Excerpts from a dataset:
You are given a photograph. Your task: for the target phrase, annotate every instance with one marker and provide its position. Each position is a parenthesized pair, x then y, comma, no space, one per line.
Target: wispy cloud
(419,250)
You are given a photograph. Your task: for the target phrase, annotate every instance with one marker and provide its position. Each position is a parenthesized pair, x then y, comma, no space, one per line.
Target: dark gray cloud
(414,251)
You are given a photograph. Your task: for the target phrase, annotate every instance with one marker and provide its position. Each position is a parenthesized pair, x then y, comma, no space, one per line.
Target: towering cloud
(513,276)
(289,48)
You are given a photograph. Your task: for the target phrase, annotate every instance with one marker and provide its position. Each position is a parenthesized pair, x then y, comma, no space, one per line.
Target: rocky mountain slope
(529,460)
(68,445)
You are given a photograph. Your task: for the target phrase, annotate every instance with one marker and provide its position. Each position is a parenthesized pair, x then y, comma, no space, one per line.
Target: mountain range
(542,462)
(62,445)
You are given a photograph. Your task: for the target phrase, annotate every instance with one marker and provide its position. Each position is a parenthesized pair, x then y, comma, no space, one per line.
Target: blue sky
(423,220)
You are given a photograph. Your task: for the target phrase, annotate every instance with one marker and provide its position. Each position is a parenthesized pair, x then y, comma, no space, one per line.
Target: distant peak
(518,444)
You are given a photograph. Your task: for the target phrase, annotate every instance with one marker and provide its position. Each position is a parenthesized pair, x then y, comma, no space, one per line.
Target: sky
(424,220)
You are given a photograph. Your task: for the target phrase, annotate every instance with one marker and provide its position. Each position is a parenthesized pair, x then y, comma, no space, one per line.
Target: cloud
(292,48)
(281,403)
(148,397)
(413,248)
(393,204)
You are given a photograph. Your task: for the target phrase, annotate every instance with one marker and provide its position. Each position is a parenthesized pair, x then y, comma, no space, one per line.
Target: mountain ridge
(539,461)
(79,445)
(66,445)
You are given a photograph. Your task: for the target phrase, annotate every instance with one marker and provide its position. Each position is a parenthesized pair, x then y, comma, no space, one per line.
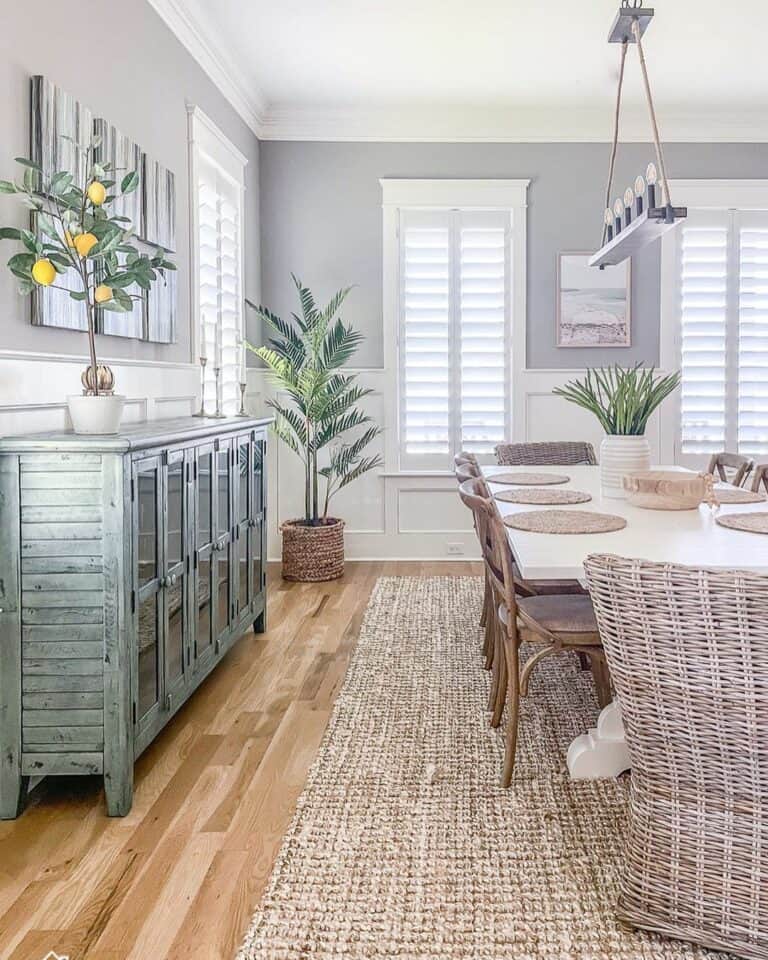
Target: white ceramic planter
(620,455)
(96,415)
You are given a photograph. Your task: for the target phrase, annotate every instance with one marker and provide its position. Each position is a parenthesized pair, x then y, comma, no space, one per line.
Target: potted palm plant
(322,424)
(623,401)
(76,245)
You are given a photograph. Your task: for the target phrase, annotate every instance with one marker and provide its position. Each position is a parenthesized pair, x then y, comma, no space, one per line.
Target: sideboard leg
(13,796)
(118,788)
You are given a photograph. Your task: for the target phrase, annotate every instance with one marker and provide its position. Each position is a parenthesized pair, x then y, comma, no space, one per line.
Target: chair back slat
(542,454)
(740,466)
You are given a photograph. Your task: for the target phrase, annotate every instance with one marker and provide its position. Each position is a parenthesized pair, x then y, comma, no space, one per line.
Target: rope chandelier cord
(637,35)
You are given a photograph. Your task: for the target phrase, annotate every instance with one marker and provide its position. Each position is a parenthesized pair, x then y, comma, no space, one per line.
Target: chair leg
(486,598)
(500,670)
(513,715)
(602,677)
(530,663)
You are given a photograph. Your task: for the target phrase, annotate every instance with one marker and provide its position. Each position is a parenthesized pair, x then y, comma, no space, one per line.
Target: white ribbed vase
(620,455)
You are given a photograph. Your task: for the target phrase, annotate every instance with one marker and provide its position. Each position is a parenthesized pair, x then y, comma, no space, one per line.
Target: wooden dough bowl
(667,489)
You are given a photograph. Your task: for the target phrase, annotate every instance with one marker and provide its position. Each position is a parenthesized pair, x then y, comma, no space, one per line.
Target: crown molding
(231,83)
(511,125)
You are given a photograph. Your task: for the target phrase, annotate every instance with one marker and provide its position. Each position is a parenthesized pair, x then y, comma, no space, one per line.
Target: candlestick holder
(218,415)
(201,412)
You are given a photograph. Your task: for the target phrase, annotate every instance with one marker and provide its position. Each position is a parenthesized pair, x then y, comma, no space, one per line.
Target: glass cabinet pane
(174,640)
(148,655)
(204,637)
(174,513)
(204,492)
(222,480)
(242,481)
(222,590)
(146,493)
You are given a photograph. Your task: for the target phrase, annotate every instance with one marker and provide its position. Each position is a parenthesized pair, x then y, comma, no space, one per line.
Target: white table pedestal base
(602,752)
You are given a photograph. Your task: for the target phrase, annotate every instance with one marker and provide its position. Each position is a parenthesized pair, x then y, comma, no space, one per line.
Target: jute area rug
(404,845)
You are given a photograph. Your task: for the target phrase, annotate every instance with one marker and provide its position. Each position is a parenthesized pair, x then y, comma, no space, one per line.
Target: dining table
(691,537)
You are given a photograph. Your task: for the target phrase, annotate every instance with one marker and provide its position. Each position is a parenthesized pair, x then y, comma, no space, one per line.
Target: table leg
(602,752)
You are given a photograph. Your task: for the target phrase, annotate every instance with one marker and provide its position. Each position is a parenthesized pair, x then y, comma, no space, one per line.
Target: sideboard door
(204,635)
(222,542)
(174,580)
(148,601)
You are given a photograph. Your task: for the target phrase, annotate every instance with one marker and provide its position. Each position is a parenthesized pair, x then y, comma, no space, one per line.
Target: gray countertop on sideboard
(132,436)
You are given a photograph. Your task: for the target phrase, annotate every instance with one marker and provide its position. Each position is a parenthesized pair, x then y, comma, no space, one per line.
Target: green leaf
(61,181)
(129,182)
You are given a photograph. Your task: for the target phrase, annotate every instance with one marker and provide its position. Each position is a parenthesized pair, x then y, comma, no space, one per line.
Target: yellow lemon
(43,272)
(97,193)
(84,243)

#### [EXERCISE REQUIREMENTS]
Make a word-for-word copy of the entries, without any pictures.

#### [RESPONSE AREA]
You are given a photograph. Your task: for the target phrase, annotate every instance with one marker and provide its position. Each position is a parenthesized pair, x then y, comma, no space, one per line.
Target: wispy cloud
(419,250)
You are given a photograph. Your task: for the target phrase, annotate every instance with one marker and provide its position. Each position is a parenthesized pair, x then y, comma, no space, one per line.
Target: dark gray cloud
(414,251)
You are given a photograph. Your task: for the target phrase, annotate every instance with one marker and provide its position. Each position is a parenthesized pair, x then y, comma, no space, one per line.
Target: towering cloud
(513,276)
(289,48)
You are given a photograph. Your task: for the target phrase, annotate every instance with one marker and provide its position. Each position is a parenthesized pair, x then y, comma, no space, one per line.
Target: rocky mountain slope
(529,460)
(68,445)
You are given a photograph. Your task: for the target phrase, annotate every instance with one marker and provide its position. Each position is a parenthesized pair, x then y, comma, no space, one per line.
Target: mountain range
(542,462)
(62,445)
You are given a photograph. Your task: for the target phrase, annotate every instance with one marker and provide its position. Each position is a parenthesized pair, x then y, comma, no space, one per line.
Target: blue sky
(423,220)
You are given a photograph. Your task: for the target phrase, annotate every instance with one marker and provide its position. Each position is a parenthesized pair, x then y, comma, no space, one per line.
Target: distant peak
(518,444)
You are given a photograph. Your task: for the target phrase, annotate every instance with one marker and provide its position. Each position is a parenthesized pair, x then y, comma, no space, one per line.
Target: sky
(424,220)
You are given a photograph. Your task: for the target phrase, annotate every instance with one marker and provide its position. Each position is a parenthesized pair, x then y, comma, no space, one per line.
Target: cloud
(292,48)
(281,403)
(148,397)
(413,248)
(393,204)
You are given a photograph. Your task: for the target phrase, annotate every instance with one marker and provide its position. Each position is a parenthesized pair, x then y, comma, no space, one per line.
Target: mountain ridge
(539,461)
(79,445)
(66,445)
You are given a photograph. Your task: for the target phrase, annotate every instance with one marker and provide its position. Each position is a parenthesized pair, x then y, comma, no space, one per line.
Target: white ceramic planter
(620,455)
(96,415)
You are given a photograph. Your task: for the target phrase, annotate every instance with one marker and provide its position. Each position is a parenthesized pair, x then y, comma, no space, one per line.
Target: potted palm plant
(322,424)
(623,401)
(76,245)
You are given a photograph. Your task: for the target phrase, annotate every instance with one marker and provide its position. Each position is a parenthesized pair, x then y, comma, no space, one per line.
Target: sideboard leg
(13,796)
(118,788)
You are given a photograph. Your task: for the target phrase, annotate every instance with one marker and provide its position. Each position is a parenthesized pair, x then y, comma, no space, one per line.
Target: chair back slat
(542,454)
(740,466)
You are given a photograph. Your task: for the target phrase, annotate every instance with one marker and provide its position. Each position is a parenthesized pair, x then y, comma, no space, one per line.
Target: rope chandelier cord
(637,35)
You are given a photograph. Your task: for the target phrase, annotate every instance with one marker and provide its position. Each position is a parenthesized pair, x then y, comma, no space, one per line.
Target: chair leg
(486,598)
(500,670)
(513,715)
(602,677)
(530,663)
You are given a photograph. Your task: for the target phrase, annotate every instance with one marker and provide its position. Each position is a parenthesized pair, x then y, comma, no space, one per line.
Target: white ribbed vase
(620,455)
You are given a photograph. Your task: for the target phrase, annotate every instance with one marker and provide its position. Each position is a parenthesized pair, x then y, comma, no space, one per line.
Target: wooden dough bowl
(667,489)
You are given a photograph. Your task: for the target phrase, annotate every instance with one marker and provide its position. Each position is a parenthesized pair, x then y, comma, no space, one per line.
Target: crown molding
(231,83)
(511,125)
You are given a photograph. Your task: for the target phrase, annotate every instance with one marker and provide its position. Each position is a parenthesized pair, x then y, comma, no space, one per line.
Target: candlestick holder
(218,415)
(201,412)
You are given a photograph. Your task: for the target phrase, annotate every instance with one marker and provide its position. Each position is a parenthesized pair, x then y, comma, no space, one per line.
Target: glass cabinet pane
(174,640)
(148,655)
(204,637)
(174,513)
(204,492)
(222,480)
(242,481)
(222,590)
(146,493)
You are given a photograph. Your task: for the target phrase, annotate every instance with one marker and provide its position. Each position is a parenthesized pair, x then y, comma, no space, one per line.
Target: white table pedestal base
(602,752)
You are given a photograph. Your task: for the target phrase, annotate every instance with one marker and provide its position. Each position is a parenthesized pair, x then y, comma, no space, one per line.
Target: jute area rug
(404,845)
You are given a photograph. Your task: for the target phrase, annotate every instance with one marker and provide its position. Each position is a parenthesized pair, x then y, comma, no space, one per line.
Target: dining table
(691,537)
You are given a photograph. Your task: for the target phrase, annotate every instance with one marker and provide its position. Each position is a parenthesized pair, x then y, comma, no space, one per line.
Target: table leg
(602,752)
You are given a photograph. Your task: for the target phrase, annotate every instance with one marker and provide its position. Each position is a parenthesized pair, x then y, comma, no space, one per line.
Target: sideboard door
(204,635)
(222,542)
(174,580)
(148,601)
You are given a photograph. Your task: for the target phrase, annotate every instance with one marker and provide its position. Each position is a parenthesized pair, x then y, comma, no space, one per line.
Target: gray countertop on sideboard
(132,436)
You are given a photograph. Your task: for the target phrase, annotate every instance with one marker and provide its position. Each position is a parenthesized pair, x then y, comma, no space, one per line.
Target: green leaf
(61,181)
(129,182)
You are given a photograph. Your task: for the target phrase, annotate every instance with one marker and provide its position. Each position is a parenthesized pair, x then y, comma, no space, one per line.
Target: yellow lemon
(43,272)
(97,193)
(84,243)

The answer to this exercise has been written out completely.